◆ DESCRIPCIÓN DEL EJERCICIO
Transcribe íntegro y sin ningún cambio el texto sobre la corrupción y la desigualdad.

═════ TEXTO ═════

Decía Samuel Etoo, en una entrevista sobre el funcionamiento de su Fundación para la protección de la infancia y la juventud, que para poder distribuir los fondos de ayuda tenía que pedir permiso a los ancianos de las tribus y darles regalos que, en ocasiones, eran de similar cuantía que las ayudas que repartía la fundación. Es bien conocido que en los estados corruptos cualquier acción de beneficencia o contrato comercial debe de considerar los sobrecostes y otros flecos que se pierden por el camino.

En el casos de los países, no sé cómo es políticamente correcto llamarlos ¿Tercermundistas? ¿En vías desarrollo? ¿Atrasados? (¿) Los conservadurismos sociales, los tradicionalismos, se autodefinen por querer mantener los statu quo, con ese baladí razonamiento de la culturalidad que, las más de las veces, solo se mantienen mientras benefician a quienes están en la parte alta de la jerarquía social.

En nuestras latitudes, en el estado del bienestar, el conservadurismo es mantener las cosas como están y, en la cuestión social, mirar más desde la subsidiaridad y el auxilio que desde la justicia distributiva y la equidad: porque eso supondría tocar estructuras sociales y económicas, sería ir contra el sistema.

Antonio Garrigues Walker, presidente de honor de Acnur España y fundador del Capítulo Español de Transparencia Internacional (TI), organismo para la lucha contra la corrupción,  acaba de publicar, con Antonio García Maldonado, “Manual para vivir en la era de la incertidumbre” (Deusto), en que aborda desde razonamientos sencillos el tema de la desigualdades.

═════ REGISTROS ═════

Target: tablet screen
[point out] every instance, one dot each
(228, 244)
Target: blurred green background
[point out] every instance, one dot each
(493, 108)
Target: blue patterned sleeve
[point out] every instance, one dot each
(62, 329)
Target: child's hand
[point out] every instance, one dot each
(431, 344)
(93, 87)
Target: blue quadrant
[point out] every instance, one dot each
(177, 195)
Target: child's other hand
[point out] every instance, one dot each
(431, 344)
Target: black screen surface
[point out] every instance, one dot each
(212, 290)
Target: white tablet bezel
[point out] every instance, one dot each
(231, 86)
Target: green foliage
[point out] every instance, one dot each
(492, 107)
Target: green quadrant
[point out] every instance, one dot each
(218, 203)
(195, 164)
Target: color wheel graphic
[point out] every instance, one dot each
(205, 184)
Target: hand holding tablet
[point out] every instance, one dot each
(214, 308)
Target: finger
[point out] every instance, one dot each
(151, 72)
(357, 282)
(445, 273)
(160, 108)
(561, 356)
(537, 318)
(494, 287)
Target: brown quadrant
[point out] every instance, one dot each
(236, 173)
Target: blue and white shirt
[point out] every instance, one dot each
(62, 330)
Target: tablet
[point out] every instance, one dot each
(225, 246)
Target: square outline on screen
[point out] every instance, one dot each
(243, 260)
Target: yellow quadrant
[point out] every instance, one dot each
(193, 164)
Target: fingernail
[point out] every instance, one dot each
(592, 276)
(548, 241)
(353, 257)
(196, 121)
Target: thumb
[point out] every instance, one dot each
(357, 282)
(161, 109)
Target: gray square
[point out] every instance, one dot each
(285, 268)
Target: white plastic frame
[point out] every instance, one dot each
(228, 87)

═════

◆ RESPUESTA DE LA TAREA
Decía Samuel Etoo, en una entrevista sobre el funcionamiento de su Fundación para la protección de la infancia y la juventud, que para poder distribuir los fondos de ayuda tenía que pedir permiso a los ancianos de las tribus y darles regalos que, en ocasiones, eran de similar cuantía que las ayudas que repartía la fundación. Es bien conocido que en los estados corruptos cualquier acción de beneficencia o contrato comercial debe de considerar los sobrecostes y otros flecos que se pierden por el camino.

En el casos de los países, no sé cómo es políticamente correcto llamarlos ¿Tercermundistas? ¿En vías desarrollo? ¿Atrasados? (¿) Los conservadurismos sociales, los tradicionalismos, se autodefinen por querer mantener los statu quo, con ese baladí razonamiento de la culturalidad que, las más de las veces, solo se mantienen mientras benefician a quienes están en la parte alta de la jerarquía social.

En nuestras latitudes, en el estado del bienestar, el conservadurismo es mantener las cosas como están y, en la cuestión social, mirar más desde la subsidiaridad y el auxilio que desde la justicia distributiva y la equidad: porque eso supondría tocar estructuras sociales y económicas, sería ir contra el sistema.

Antonio Garrigues Walker, presidente de honor de Acnur España y fundador del Capítulo Español de Transparencia Internacional (TI), organismo para la lucha contra la corrupción,  acaba de publicar, con Antonio García Maldonado, “Manual para vivir en la era de la incertidumbre” (Deusto), en que aborda desde razonamientos sencillos el tema de la desigualdades.